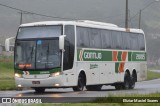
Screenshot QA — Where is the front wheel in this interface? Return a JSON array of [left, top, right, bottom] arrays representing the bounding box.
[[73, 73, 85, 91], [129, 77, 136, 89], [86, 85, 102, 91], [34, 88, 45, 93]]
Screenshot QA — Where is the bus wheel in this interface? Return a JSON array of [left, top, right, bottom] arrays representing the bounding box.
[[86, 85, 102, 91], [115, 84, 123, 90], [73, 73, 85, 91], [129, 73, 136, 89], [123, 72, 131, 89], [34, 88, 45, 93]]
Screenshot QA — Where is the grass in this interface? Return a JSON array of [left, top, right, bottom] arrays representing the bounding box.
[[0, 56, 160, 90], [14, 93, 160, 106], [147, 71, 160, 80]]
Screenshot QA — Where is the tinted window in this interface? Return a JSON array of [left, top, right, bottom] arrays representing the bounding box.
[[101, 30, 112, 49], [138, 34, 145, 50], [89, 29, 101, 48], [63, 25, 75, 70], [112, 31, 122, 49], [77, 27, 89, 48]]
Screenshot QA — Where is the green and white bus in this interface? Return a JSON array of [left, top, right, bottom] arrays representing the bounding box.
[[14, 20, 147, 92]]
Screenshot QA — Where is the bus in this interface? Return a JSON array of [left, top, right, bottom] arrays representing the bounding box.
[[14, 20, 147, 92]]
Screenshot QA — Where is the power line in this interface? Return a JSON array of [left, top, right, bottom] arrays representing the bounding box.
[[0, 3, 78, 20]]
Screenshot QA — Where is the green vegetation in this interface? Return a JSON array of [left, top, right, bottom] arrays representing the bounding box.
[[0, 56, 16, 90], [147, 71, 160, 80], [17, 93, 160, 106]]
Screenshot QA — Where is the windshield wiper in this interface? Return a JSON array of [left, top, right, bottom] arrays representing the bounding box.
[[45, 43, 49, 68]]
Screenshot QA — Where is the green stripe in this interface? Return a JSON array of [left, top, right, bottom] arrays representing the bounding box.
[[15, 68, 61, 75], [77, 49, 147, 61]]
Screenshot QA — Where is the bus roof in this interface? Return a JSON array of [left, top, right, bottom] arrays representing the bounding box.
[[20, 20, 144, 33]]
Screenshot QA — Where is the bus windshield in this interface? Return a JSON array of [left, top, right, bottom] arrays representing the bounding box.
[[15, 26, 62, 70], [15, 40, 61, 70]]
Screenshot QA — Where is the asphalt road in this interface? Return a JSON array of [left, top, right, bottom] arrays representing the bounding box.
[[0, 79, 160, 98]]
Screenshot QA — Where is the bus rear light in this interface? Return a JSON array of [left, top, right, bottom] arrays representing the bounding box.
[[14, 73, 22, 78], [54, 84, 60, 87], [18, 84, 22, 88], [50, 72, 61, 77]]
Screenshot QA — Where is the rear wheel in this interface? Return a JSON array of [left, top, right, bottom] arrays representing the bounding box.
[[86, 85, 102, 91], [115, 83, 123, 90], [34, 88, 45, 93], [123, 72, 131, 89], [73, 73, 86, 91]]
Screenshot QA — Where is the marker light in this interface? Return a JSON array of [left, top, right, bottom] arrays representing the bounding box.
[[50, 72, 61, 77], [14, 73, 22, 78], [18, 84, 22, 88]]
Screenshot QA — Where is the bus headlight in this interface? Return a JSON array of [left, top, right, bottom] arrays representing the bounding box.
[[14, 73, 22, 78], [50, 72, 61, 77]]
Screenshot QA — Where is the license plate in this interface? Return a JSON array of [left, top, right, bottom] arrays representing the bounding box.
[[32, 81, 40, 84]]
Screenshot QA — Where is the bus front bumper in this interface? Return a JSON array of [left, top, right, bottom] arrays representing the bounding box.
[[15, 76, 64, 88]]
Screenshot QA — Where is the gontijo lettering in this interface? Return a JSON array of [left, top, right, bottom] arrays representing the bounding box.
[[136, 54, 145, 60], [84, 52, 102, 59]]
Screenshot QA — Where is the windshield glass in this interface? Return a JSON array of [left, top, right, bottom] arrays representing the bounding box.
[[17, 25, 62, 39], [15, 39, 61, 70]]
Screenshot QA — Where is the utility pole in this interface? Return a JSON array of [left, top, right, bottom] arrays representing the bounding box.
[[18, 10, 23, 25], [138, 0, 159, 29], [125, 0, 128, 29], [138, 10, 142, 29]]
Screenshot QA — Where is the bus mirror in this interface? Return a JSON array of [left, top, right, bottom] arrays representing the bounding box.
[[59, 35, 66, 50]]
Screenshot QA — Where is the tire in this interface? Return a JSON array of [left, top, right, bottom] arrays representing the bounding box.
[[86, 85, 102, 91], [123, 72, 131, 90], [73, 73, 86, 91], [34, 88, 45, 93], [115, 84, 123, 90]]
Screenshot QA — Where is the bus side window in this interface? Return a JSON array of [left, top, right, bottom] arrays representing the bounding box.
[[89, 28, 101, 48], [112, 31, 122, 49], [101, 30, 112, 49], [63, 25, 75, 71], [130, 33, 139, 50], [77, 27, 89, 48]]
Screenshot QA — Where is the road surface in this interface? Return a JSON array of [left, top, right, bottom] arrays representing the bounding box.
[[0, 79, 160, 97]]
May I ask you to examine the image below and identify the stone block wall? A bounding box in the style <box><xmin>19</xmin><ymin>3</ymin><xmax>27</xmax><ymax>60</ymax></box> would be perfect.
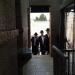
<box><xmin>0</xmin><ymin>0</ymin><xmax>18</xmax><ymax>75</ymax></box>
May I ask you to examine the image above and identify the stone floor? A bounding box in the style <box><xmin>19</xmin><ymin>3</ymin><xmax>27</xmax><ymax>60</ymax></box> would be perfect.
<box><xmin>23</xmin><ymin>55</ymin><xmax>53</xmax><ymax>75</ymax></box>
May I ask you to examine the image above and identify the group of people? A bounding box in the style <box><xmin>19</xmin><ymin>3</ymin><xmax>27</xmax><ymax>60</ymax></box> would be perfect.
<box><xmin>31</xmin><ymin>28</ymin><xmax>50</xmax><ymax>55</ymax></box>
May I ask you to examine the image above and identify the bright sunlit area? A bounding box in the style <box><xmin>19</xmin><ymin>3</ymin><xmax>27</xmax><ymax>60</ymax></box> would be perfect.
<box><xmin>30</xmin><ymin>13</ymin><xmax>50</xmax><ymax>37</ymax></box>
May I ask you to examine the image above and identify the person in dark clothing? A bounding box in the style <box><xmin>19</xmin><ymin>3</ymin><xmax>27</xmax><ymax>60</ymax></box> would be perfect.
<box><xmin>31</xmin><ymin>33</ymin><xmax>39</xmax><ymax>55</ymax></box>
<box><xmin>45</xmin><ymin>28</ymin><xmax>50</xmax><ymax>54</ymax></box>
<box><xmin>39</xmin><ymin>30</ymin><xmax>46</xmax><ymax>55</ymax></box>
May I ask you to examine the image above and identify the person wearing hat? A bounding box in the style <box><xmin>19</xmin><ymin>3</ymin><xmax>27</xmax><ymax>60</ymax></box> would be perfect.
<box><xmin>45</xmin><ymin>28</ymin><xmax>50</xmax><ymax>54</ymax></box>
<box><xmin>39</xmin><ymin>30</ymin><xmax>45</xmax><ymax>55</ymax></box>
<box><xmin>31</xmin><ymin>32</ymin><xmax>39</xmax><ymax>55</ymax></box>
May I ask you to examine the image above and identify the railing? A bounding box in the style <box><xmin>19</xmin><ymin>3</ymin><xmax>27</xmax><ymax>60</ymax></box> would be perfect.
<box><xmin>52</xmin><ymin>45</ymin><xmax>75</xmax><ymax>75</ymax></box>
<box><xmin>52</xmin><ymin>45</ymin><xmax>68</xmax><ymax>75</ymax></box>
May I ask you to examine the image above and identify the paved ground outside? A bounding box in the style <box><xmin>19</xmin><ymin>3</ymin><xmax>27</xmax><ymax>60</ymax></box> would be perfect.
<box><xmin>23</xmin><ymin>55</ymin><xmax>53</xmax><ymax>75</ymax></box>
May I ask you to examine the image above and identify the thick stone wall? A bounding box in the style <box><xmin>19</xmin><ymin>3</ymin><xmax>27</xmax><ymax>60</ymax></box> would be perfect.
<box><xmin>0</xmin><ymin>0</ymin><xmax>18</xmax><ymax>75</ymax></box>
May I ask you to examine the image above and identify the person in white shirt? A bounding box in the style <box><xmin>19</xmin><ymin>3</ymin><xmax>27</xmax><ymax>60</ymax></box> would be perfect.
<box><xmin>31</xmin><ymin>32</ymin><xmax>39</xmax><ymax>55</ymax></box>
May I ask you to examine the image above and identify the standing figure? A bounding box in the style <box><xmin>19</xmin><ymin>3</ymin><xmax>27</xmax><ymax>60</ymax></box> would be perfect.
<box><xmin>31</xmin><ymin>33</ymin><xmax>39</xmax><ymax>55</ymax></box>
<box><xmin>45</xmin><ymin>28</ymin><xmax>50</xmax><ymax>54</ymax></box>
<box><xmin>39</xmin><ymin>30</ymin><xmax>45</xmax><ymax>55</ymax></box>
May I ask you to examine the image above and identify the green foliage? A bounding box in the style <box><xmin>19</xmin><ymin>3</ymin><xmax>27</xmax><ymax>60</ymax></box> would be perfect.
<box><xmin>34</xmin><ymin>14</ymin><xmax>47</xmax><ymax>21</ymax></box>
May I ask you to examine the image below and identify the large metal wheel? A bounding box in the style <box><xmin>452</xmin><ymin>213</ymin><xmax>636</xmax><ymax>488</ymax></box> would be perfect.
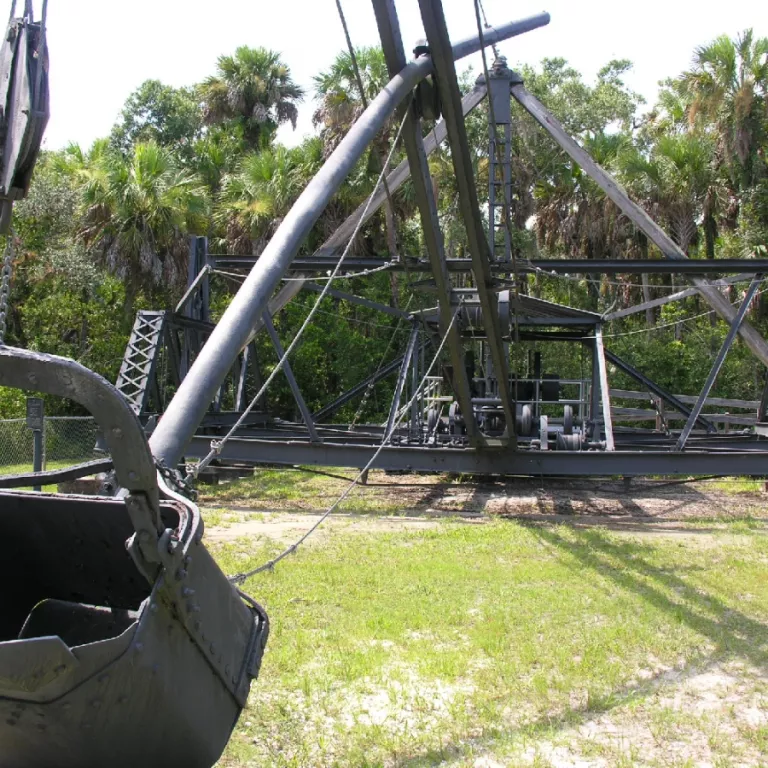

━━━━━━━━━━━━━━━━

→ Task objective: How many lines in the rows above contain the string "road"? Letter case matters. Reply with the number only.

→ Full output: 2